§ Text shown:
══════════
Ownership of beneficial interests in a Global Security will be limited to
persons that have accounts with the applicable Depositary ("participants") or
persons that may hold interests through participants. Ownership of beneficial
interests in such Global Security will be shown on, and the transfer of that
ownership will be effected only through, records maintained by the applicable
Depositary or its nominee (with respect to interests of participants) and the
records of participants (with respect to interests of persons other than
participants). The laws of some states require that certain purchasers of
securities take physical delivery of such securities in definitive form. Such
limits and such laws may impair the ability to transfer beneficial interests in
a Global Security.

         So long as the Depositary for a Global Security, or its nominee, is
the registered owner of such Global Security, such Depositary or such nominee,
as the case may be, will be considered the sole owner or holder of the Debt
Securities represented by such Global Security for all purposes under the
Indenture. Except as provided below, owners of beneficial interests in a Global
Security will not be entitled to have any of the individual Debt Securities of
the series represented by such Global Security registered in their names, will
not receive or be entitled to receive physical delivery of any such Debt
Securities of such series in definitive form and will not be considered the
owners or holders thereof under the Indenture governing such Debt Securities.

         Payments of principal of, any premium on, and any interest on,
individual Debt Securities represented by a Global Security registered in the
name of a Depositary or its nominee will be made to the Depositary or its
nominee, as the case may be, as the registered owner of the Global Security
representing such Debt Securities. Neither the Company, the Trustee for such
Debt Securities, any Paying Agent, nor the Security Registrar for such Debt
Securities will have any responsibility or liability for any aspect of the
records relating to or payments made on account of beneficial ownership
interests of the Global Security for such Debt Securities or for maintaining,
supervising or reviewing any records relating to such beneficial ownership
interests.



                                       6



<PAGE>   8
         The Company expects that the Depositary for a series of Debt
Securities or its nominee, upon receipt of any payment of principal, premium or
interest in respect of a permanent Global Security representing any of such
Debt Securities, immediately will credit participants' accounts with payments
in amounts proportionate to their respective beneficial interests in the
principal amount of such Global Security for such Debt Securities as shown on
the records of such Depositary or its nominee. The Company also expects that
payments by participants to owners of beneficial interests in such Global
Security held through such participants will be governed by standing
instructions and customary practices, as is now the case with securities held
for the accounts of customers in bearer form or registered in "street name".
══════════
§ Information given:
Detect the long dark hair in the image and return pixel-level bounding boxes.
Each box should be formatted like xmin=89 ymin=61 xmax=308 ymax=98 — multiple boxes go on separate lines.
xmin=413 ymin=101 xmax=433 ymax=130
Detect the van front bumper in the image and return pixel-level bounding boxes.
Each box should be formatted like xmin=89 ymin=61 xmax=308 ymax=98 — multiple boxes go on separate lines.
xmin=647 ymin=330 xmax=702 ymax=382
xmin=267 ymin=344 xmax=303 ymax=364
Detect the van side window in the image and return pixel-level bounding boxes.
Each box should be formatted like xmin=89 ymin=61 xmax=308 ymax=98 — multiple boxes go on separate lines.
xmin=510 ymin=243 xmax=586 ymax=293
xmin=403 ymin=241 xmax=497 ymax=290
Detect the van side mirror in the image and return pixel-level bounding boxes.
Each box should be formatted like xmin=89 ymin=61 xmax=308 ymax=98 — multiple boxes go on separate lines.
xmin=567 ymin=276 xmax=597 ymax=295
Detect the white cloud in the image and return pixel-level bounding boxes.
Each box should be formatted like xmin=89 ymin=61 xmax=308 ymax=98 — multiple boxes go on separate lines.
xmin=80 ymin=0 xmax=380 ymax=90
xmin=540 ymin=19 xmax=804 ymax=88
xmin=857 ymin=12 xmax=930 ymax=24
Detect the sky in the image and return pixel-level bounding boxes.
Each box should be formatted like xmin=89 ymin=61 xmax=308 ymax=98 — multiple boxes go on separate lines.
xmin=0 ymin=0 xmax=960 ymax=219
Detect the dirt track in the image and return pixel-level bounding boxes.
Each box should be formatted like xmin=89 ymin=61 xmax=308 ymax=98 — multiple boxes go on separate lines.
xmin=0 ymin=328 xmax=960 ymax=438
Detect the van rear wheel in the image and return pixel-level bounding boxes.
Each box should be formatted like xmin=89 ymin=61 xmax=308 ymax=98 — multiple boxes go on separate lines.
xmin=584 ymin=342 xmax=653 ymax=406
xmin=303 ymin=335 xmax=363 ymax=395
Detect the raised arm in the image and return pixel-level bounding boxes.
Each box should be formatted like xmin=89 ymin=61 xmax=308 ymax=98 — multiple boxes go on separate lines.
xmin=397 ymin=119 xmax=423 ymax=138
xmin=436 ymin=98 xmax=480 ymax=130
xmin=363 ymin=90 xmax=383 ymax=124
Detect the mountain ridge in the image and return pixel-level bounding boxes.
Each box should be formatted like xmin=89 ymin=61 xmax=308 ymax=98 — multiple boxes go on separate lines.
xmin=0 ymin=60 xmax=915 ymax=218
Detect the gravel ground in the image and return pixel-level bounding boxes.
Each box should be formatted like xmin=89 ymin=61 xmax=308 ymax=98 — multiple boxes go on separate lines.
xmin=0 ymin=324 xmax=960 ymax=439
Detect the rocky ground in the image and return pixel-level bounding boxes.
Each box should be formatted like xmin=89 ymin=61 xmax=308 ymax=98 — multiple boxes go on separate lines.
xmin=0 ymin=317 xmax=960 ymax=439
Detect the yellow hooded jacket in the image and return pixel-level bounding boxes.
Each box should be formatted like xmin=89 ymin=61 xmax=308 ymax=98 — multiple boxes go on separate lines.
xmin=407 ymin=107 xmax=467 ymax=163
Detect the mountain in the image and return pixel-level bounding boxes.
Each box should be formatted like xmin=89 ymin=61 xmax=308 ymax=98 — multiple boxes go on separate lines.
══════════
§ Exercise tasks:
**A)** In the Global Security text, who is considered the sole owner or holder of the Debt Securities while the Depositary or its nominee is the registered owner of the Global Security?
**B)** Using the Global Security text, explain in one to three sentences why the ability to transfer beneficial interests in a Global Security may be impaired.
**C)** Please reproduce the Global Security text from "So long as the" up to and including "governing such Debt Securities.".

§ Expected outputs:
**A)** The Depositary or its nominee, as the case may be.

**B)** Ownership of beneficial interests is limited to participants and those holding through them, and transfers happen only through the records of the Depositary, its nominee or participants. Some states' laws also require certain purchasers to take physical delivery of securities in definitive form, and these limits and laws together may impair transfers.

**C)**
So long as the Depositary for a Global Security, or its nominee, is
the registered owner of such Global Security, such Depositary or such nominee,
as the case may be, will be considered the sole owner or holder of the Debt
Securities represented by such Global Security for all purposes under the
Indenture. Except as provided below, owners of beneficial interests in a Global
Security will not be entitled to have any of the individual Debt Securities of
the series represented by such Global Security registered in their names, will
not receive or be entitled to receive physical delivery of any such Debt
Securities of such series in definitive form and will not be considered the
owners or holders thereof under the Indenture governing such Debt Securities.